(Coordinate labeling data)
════════════════

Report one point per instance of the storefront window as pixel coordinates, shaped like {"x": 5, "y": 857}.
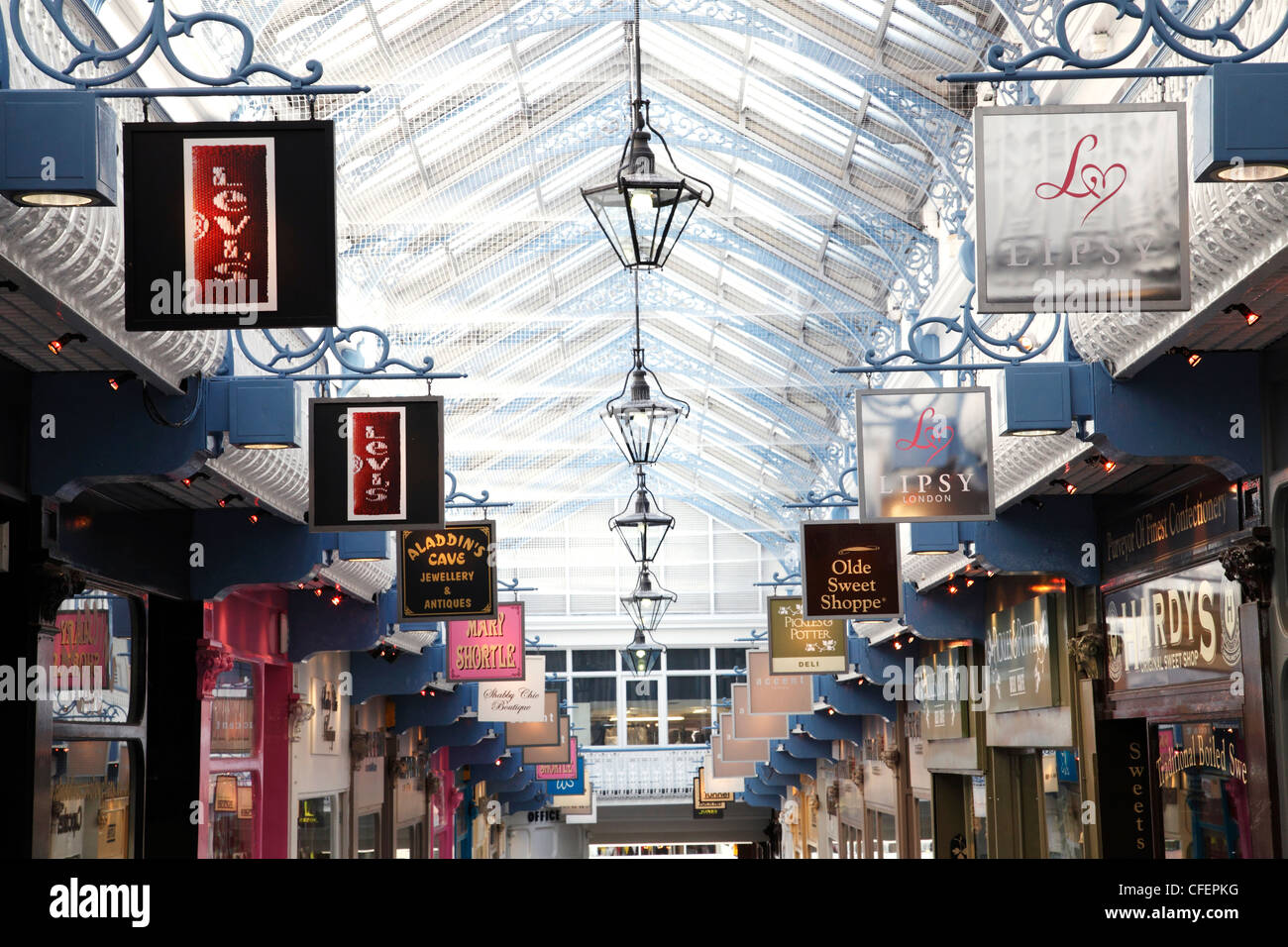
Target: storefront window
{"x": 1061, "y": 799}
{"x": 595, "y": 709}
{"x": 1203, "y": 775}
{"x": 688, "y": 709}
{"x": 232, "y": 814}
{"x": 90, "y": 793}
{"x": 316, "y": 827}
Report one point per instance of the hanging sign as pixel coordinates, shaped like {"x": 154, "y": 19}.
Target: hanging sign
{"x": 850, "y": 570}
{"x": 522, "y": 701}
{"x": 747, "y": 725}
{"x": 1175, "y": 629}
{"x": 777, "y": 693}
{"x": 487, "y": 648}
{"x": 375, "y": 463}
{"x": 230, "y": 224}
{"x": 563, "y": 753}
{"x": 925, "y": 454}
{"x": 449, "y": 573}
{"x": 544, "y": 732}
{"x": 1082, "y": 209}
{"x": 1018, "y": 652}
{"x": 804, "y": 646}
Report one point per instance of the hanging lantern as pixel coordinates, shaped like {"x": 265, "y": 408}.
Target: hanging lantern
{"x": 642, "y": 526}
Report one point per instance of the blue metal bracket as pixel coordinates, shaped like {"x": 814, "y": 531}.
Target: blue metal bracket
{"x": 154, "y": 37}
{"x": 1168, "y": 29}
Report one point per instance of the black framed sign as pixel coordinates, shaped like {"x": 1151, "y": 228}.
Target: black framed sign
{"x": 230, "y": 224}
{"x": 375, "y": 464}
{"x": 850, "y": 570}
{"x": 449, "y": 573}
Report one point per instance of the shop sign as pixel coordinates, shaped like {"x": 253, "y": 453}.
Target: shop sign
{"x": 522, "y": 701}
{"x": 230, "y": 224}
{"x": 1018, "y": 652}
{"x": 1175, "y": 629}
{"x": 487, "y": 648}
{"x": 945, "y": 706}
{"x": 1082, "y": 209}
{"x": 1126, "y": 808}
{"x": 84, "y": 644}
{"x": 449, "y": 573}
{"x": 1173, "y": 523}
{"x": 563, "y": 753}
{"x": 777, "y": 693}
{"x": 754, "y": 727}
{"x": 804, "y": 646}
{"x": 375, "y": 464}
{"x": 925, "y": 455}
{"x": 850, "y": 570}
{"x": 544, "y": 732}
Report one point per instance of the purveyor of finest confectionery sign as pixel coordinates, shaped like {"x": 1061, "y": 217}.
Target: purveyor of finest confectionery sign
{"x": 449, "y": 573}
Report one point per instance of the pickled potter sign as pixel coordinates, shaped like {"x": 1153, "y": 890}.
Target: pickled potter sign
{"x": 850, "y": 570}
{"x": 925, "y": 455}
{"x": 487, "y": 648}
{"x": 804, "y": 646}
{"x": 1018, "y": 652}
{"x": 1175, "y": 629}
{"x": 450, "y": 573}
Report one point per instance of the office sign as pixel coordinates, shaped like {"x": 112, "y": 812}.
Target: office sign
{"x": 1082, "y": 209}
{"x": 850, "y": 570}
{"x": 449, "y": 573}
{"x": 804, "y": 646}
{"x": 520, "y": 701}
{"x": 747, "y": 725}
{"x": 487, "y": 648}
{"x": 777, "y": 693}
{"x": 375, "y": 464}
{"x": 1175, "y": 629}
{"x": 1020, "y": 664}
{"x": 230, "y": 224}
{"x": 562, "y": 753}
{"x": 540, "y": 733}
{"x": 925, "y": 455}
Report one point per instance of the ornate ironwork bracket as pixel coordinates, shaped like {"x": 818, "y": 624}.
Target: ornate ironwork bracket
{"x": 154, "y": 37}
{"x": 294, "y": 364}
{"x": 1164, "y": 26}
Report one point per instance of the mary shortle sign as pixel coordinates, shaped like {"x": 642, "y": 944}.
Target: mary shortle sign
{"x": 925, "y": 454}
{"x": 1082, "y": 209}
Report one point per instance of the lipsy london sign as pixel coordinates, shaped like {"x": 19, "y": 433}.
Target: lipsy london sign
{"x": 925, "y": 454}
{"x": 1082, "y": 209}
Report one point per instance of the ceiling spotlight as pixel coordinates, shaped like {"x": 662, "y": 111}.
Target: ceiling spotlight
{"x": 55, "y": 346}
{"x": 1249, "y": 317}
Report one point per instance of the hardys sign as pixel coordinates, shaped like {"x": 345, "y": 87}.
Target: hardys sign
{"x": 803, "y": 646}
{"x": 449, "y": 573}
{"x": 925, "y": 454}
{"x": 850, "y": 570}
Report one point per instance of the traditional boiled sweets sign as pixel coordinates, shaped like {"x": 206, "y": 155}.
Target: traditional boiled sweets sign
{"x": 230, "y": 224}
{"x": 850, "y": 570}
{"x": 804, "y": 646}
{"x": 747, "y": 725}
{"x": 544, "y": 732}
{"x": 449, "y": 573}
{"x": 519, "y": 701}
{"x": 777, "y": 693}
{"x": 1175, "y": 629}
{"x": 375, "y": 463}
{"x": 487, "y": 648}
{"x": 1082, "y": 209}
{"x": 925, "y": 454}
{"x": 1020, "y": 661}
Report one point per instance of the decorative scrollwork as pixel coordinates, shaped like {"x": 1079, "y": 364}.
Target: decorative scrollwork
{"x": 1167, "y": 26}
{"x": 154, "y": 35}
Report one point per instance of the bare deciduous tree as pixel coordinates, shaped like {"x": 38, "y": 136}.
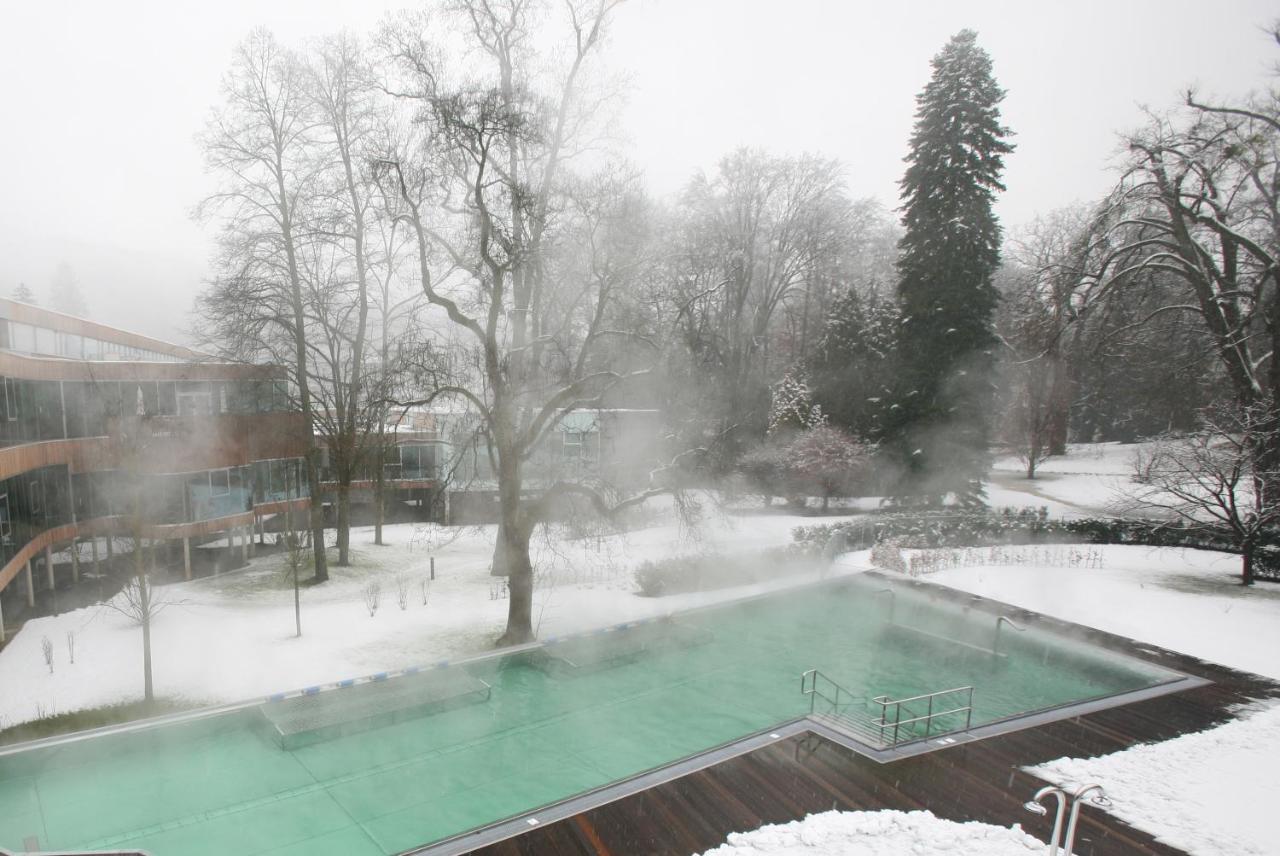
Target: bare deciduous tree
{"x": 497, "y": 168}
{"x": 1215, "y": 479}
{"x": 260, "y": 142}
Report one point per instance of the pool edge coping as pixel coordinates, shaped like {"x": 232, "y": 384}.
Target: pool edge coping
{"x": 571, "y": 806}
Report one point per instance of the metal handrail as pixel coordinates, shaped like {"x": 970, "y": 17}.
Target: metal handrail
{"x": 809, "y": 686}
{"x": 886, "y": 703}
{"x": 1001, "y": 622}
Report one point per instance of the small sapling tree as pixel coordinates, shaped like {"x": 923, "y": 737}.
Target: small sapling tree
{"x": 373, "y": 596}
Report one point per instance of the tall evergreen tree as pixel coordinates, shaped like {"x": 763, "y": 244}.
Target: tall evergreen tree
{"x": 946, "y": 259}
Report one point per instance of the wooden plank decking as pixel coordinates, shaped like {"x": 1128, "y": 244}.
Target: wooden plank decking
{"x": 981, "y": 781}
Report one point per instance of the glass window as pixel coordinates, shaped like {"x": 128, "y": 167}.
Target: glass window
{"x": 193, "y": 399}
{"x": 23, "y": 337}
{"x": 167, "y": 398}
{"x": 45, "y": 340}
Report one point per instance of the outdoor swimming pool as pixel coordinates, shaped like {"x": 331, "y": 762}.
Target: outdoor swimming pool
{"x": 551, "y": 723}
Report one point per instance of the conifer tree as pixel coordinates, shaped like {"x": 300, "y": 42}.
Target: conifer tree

════════════════

EXERCISE DETAILS:
Take the line in which "Report one point per instance of the tall" occurs and each subsequent line through the end; give these lines again without alteration.

EXERCISE SOLUTION:
Report one point per instance of the tall evergreen tree as pixel coordinates, shaped like {"x": 763, "y": 244}.
Target: tall evergreen tree
{"x": 946, "y": 259}
Report one point per instance of the wooden plank decking as pixel coordinates, shaped like {"x": 1128, "y": 244}.
Target: wooden plank decking
{"x": 981, "y": 781}
Report one point per instance of the glass window as pixel coordinates, shaped like {"x": 128, "y": 167}.
Target: glass window
{"x": 193, "y": 399}
{"x": 23, "y": 337}
{"x": 167, "y": 398}
{"x": 45, "y": 340}
Report one point per instance of the outdoor swimming pool as pixel coordinates, shaped like {"x": 331, "y": 762}.
Target: outdoor swimming pool
{"x": 551, "y": 723}
Report one point per instance of the conifer tree as pixel coordinates, shaped like {"x": 300, "y": 42}.
Target: conifer tree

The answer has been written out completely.